Check the records below line by line. Give the count of lines with "ceiling", and nothing else.

--- START ---

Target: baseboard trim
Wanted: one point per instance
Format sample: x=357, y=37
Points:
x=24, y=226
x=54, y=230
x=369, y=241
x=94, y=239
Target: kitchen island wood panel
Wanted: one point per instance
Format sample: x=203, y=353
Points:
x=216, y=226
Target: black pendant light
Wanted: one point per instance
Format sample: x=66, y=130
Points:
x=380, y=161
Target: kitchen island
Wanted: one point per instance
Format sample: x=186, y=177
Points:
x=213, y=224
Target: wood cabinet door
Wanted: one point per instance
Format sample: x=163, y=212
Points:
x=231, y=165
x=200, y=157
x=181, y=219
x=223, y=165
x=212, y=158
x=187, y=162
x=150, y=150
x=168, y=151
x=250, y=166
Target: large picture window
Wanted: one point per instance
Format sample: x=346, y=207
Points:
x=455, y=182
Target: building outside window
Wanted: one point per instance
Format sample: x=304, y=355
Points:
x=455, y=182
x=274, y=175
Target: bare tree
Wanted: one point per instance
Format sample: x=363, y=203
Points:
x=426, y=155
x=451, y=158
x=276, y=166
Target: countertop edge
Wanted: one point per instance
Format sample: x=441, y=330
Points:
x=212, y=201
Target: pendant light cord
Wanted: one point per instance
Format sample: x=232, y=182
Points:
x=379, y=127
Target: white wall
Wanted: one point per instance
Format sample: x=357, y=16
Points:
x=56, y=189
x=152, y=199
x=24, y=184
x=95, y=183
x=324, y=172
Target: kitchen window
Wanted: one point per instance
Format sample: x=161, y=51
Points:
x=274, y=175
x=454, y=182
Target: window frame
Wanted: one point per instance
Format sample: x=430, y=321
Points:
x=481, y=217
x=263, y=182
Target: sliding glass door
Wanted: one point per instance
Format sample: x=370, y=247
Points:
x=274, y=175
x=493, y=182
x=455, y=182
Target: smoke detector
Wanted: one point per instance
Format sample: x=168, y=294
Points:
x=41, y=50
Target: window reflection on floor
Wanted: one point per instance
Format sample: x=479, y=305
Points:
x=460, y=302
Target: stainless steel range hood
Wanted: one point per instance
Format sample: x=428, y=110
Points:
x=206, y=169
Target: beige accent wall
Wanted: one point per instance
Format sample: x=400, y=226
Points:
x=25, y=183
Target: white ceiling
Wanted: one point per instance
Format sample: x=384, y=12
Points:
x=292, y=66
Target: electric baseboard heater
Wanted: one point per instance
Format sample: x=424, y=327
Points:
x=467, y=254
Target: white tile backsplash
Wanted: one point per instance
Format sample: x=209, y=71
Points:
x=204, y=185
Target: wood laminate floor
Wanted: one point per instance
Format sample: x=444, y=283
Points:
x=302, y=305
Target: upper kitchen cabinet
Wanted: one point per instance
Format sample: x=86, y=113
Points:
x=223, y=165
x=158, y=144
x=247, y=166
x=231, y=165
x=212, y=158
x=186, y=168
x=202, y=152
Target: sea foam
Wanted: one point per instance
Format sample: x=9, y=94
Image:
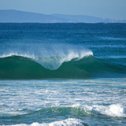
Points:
x=67, y=122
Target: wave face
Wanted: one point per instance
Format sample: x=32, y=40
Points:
x=71, y=66
x=38, y=51
x=67, y=122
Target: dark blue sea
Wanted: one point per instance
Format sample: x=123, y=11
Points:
x=62, y=74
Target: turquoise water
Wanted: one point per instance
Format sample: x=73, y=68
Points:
x=62, y=74
x=94, y=102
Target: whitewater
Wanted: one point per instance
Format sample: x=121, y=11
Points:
x=62, y=74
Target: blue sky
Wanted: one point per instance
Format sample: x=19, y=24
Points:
x=101, y=8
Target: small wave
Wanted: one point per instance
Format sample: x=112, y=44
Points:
x=70, y=66
x=66, y=122
x=52, y=61
x=114, y=110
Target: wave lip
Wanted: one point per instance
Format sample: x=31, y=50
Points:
x=66, y=122
x=113, y=110
x=52, y=61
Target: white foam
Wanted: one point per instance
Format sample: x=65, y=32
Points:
x=114, y=110
x=53, y=59
x=67, y=122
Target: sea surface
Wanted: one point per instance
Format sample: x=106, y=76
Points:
x=62, y=74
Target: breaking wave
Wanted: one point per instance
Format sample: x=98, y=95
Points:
x=66, y=122
x=70, y=63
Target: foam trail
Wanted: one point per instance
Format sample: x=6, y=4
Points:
x=113, y=110
x=51, y=57
x=67, y=122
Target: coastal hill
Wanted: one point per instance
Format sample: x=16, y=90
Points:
x=15, y=16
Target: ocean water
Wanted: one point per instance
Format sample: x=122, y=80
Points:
x=62, y=74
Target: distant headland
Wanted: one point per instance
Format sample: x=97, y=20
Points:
x=16, y=16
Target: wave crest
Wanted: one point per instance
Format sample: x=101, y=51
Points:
x=53, y=59
x=66, y=122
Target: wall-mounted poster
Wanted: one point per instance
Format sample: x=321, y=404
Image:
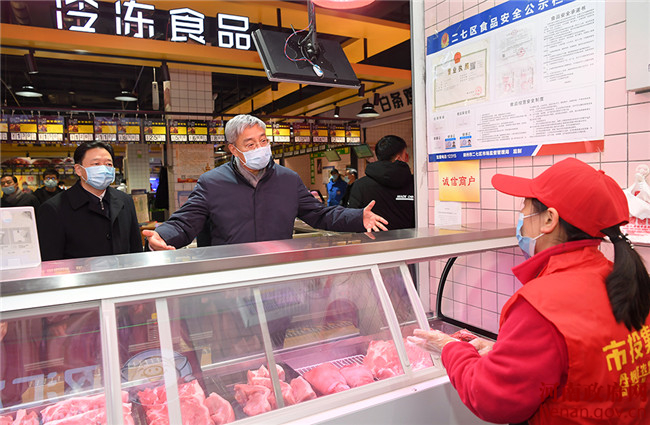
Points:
x=106, y=129
x=50, y=129
x=128, y=130
x=519, y=79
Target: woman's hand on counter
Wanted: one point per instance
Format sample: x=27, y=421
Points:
x=371, y=221
x=156, y=243
x=483, y=346
x=432, y=340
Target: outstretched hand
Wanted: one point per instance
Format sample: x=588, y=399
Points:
x=156, y=243
x=371, y=221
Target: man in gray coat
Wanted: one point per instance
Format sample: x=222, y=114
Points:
x=252, y=198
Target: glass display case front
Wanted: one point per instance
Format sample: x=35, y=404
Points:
x=235, y=352
x=262, y=333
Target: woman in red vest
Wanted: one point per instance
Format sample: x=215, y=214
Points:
x=574, y=341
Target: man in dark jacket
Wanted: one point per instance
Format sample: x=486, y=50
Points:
x=50, y=186
x=335, y=188
x=252, y=198
x=90, y=218
x=390, y=183
x=12, y=196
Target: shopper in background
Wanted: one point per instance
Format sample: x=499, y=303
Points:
x=573, y=344
x=50, y=186
x=388, y=181
x=13, y=196
x=335, y=188
x=251, y=198
x=351, y=175
x=90, y=218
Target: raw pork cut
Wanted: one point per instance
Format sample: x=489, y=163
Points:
x=463, y=335
x=23, y=418
x=95, y=417
x=326, y=379
x=191, y=396
x=302, y=390
x=356, y=375
x=253, y=398
x=263, y=372
x=221, y=412
x=383, y=361
x=76, y=405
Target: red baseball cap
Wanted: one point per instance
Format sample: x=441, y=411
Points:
x=583, y=196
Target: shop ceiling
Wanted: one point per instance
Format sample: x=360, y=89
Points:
x=86, y=71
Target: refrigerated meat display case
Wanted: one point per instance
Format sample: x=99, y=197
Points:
x=309, y=330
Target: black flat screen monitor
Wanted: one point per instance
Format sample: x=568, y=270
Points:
x=332, y=156
x=335, y=67
x=362, y=151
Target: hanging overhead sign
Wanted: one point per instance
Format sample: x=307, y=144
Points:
x=50, y=129
x=81, y=129
x=155, y=131
x=520, y=79
x=197, y=131
x=128, y=130
x=138, y=19
x=105, y=129
x=216, y=130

--- END ---

◆ **Result**
2